▶ [What you are asked to do] Count how many lines in the rows below contain the string "Target", matching case exactly, and reply with only that number.

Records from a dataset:
= = = = = = =

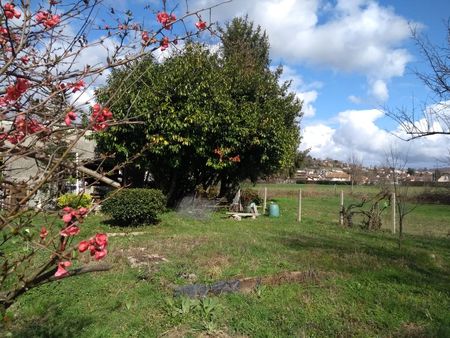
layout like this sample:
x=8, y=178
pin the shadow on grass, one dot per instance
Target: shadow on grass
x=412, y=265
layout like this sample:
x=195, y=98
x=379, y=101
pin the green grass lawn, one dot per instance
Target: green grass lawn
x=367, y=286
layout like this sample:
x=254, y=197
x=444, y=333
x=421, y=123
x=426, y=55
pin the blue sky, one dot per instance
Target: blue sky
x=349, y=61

= = = = = = =

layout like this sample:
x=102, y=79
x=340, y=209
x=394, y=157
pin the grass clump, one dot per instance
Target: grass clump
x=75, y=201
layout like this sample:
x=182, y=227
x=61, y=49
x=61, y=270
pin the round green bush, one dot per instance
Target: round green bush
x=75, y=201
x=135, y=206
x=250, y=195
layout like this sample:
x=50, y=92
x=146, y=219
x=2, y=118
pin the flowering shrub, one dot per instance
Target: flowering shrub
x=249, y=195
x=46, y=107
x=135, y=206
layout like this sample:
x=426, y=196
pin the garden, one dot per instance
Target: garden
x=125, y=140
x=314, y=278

= = = = = = =

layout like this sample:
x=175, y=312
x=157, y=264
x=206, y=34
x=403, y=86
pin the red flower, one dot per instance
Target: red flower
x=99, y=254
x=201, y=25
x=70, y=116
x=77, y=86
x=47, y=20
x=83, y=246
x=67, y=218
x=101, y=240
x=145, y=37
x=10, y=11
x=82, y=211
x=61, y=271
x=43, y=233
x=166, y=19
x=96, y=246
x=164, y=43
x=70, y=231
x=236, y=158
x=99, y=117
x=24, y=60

= = = = = = =

▶ [Correct response] 8